*** Begin section ***
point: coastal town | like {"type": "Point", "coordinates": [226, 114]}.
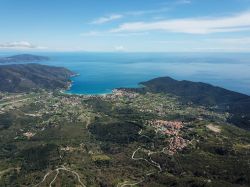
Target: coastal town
{"type": "Point", "coordinates": [161, 127]}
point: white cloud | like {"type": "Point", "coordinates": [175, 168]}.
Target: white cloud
{"type": "Point", "coordinates": [234, 23]}
{"type": "Point", "coordinates": [19, 45]}
{"type": "Point", "coordinates": [107, 19]}
{"type": "Point", "coordinates": [110, 34]}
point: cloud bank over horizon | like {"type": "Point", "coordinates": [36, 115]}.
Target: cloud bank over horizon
{"type": "Point", "coordinates": [151, 26]}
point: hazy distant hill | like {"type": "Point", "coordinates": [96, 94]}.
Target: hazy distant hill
{"type": "Point", "coordinates": [237, 104]}
{"type": "Point", "coordinates": [23, 58]}
{"type": "Point", "coordinates": [28, 77]}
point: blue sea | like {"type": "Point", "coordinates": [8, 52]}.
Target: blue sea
{"type": "Point", "coordinates": [99, 73]}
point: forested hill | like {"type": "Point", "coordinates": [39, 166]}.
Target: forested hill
{"type": "Point", "coordinates": [23, 58]}
{"type": "Point", "coordinates": [237, 104]}
{"type": "Point", "coordinates": [30, 77]}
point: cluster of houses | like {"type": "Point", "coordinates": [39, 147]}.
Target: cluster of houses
{"type": "Point", "coordinates": [172, 129]}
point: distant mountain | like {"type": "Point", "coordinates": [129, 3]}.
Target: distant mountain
{"type": "Point", "coordinates": [237, 104]}
{"type": "Point", "coordinates": [23, 58]}
{"type": "Point", "coordinates": [30, 77]}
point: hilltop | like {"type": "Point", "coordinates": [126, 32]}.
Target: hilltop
{"type": "Point", "coordinates": [198, 93]}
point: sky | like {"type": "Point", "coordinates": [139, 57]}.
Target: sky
{"type": "Point", "coordinates": [125, 25]}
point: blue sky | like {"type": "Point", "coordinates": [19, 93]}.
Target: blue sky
{"type": "Point", "coordinates": [131, 25]}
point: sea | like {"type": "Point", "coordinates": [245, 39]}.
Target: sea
{"type": "Point", "coordinates": [100, 73]}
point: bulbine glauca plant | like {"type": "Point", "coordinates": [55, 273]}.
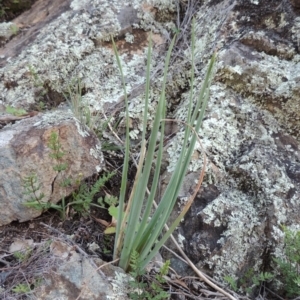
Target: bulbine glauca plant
{"type": "Point", "coordinates": [138, 229]}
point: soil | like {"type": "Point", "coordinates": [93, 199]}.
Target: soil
{"type": "Point", "coordinates": [10, 9]}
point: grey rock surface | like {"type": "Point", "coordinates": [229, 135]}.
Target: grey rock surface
{"type": "Point", "coordinates": [74, 276]}
{"type": "Point", "coordinates": [251, 130]}
{"type": "Point", "coordinates": [24, 150]}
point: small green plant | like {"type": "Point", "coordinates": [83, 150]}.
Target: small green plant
{"type": "Point", "coordinates": [14, 29]}
{"type": "Point", "coordinates": [290, 266]}
{"type": "Point", "coordinates": [21, 288]}
{"type": "Point", "coordinates": [15, 111]}
{"type": "Point", "coordinates": [141, 289]}
{"type": "Point", "coordinates": [232, 282]}
{"type": "Point", "coordinates": [81, 111]}
{"type": "Point", "coordinates": [83, 197]}
{"type": "Point", "coordinates": [31, 188]}
{"type": "Point", "coordinates": [249, 281]}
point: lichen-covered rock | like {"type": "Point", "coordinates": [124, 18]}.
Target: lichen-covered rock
{"type": "Point", "coordinates": [250, 136]}
{"type": "Point", "coordinates": [26, 150]}
{"type": "Point", "coordinates": [251, 130]}
{"type": "Point", "coordinates": [74, 276]}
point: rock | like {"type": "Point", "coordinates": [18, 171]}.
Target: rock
{"type": "Point", "coordinates": [74, 275]}
{"type": "Point", "coordinates": [251, 129]}
{"type": "Point", "coordinates": [251, 137]}
{"type": "Point", "coordinates": [25, 151]}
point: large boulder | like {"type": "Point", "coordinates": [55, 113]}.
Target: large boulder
{"type": "Point", "coordinates": [251, 130]}
{"type": "Point", "coordinates": [250, 135]}
{"type": "Point", "coordinates": [25, 149]}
*** End section ***
PROBLEM TO WORK ON ▸ An image-free, exact version of the listing above is required.

TASK RESULT ▸
point: coastal town | like {"type": "Point", "coordinates": [226, 114]}.
Target: coastal town
{"type": "Point", "coordinates": [161, 127]}
point: white cloud | like {"type": "Point", "coordinates": [175, 168]}.
Target: white cloud
{"type": "Point", "coordinates": [234, 23]}
{"type": "Point", "coordinates": [19, 45]}
{"type": "Point", "coordinates": [107, 19]}
{"type": "Point", "coordinates": [110, 34]}
point: cloud bank over horizon | like {"type": "Point", "coordinates": [36, 115]}.
Target: cloud bank over horizon
{"type": "Point", "coordinates": [151, 26]}
point: hazy distant hill | like {"type": "Point", "coordinates": [96, 94]}.
Target: hazy distant hill
{"type": "Point", "coordinates": [237, 104]}
{"type": "Point", "coordinates": [23, 58]}
{"type": "Point", "coordinates": [28, 77]}
point: blue sea | like {"type": "Point", "coordinates": [8, 52]}.
Target: blue sea
{"type": "Point", "coordinates": [99, 73]}
point: forested hill | like {"type": "Point", "coordinates": [39, 166]}.
Target: forested hill
{"type": "Point", "coordinates": [23, 58]}
{"type": "Point", "coordinates": [237, 104]}
{"type": "Point", "coordinates": [30, 77]}
point: cluster of houses | like {"type": "Point", "coordinates": [39, 147]}.
Target: cluster of houses
{"type": "Point", "coordinates": [172, 129]}
point: distant mountain | like {"type": "Point", "coordinates": [129, 3]}.
Target: distant mountain
{"type": "Point", "coordinates": [237, 104]}
{"type": "Point", "coordinates": [23, 58]}
{"type": "Point", "coordinates": [30, 77]}
point: hilltop | like {"type": "Point", "coordinates": [126, 32]}.
Target: hilltop
{"type": "Point", "coordinates": [198, 93]}
point: sky | like {"type": "Point", "coordinates": [139, 57]}.
Target: sky
{"type": "Point", "coordinates": [125, 25]}
point: blue sky | like {"type": "Point", "coordinates": [19, 93]}.
Target: blue sky
{"type": "Point", "coordinates": [131, 25]}
point: sea | like {"type": "Point", "coordinates": [245, 39]}.
Target: sea
{"type": "Point", "coordinates": [100, 73]}
point: bulbine glauca plant | like {"type": "Point", "coordinates": [55, 273]}.
Target: bulbine glauca plant
{"type": "Point", "coordinates": [138, 229]}
point: soil | like {"type": "Point", "coordinates": [93, 199]}.
Target: soil
{"type": "Point", "coordinates": [10, 9]}
point: grey rock surface | like {"type": "Point", "coordinates": [229, 135]}.
Target: grey rock surface
{"type": "Point", "coordinates": [74, 276]}
{"type": "Point", "coordinates": [251, 130]}
{"type": "Point", "coordinates": [24, 150]}
point: small green plant | like {"type": "Point", "coordinates": [83, 150]}.
Target: small green plant
{"type": "Point", "coordinates": [14, 29]}
{"type": "Point", "coordinates": [290, 266]}
{"type": "Point", "coordinates": [21, 288]}
{"type": "Point", "coordinates": [15, 111]}
{"type": "Point", "coordinates": [141, 289]}
{"type": "Point", "coordinates": [232, 282]}
{"type": "Point", "coordinates": [81, 111]}
{"type": "Point", "coordinates": [83, 197]}
{"type": "Point", "coordinates": [31, 188]}
{"type": "Point", "coordinates": [249, 281]}
point: lichen-covered rock | like {"type": "Point", "coordinates": [124, 18]}.
Target: lichen-covered rock
{"type": "Point", "coordinates": [250, 136]}
{"type": "Point", "coordinates": [26, 150]}
{"type": "Point", "coordinates": [251, 130]}
{"type": "Point", "coordinates": [74, 276]}
point: rock | like {"type": "Point", "coordinates": [18, 171]}.
Target: rock
{"type": "Point", "coordinates": [74, 275]}
{"type": "Point", "coordinates": [251, 129]}
{"type": "Point", "coordinates": [251, 137]}
{"type": "Point", "coordinates": [25, 151]}
point: large boulder | like {"type": "Point", "coordinates": [55, 113]}.
Target: large boulder
{"type": "Point", "coordinates": [251, 130]}
{"type": "Point", "coordinates": [250, 135]}
{"type": "Point", "coordinates": [25, 149]}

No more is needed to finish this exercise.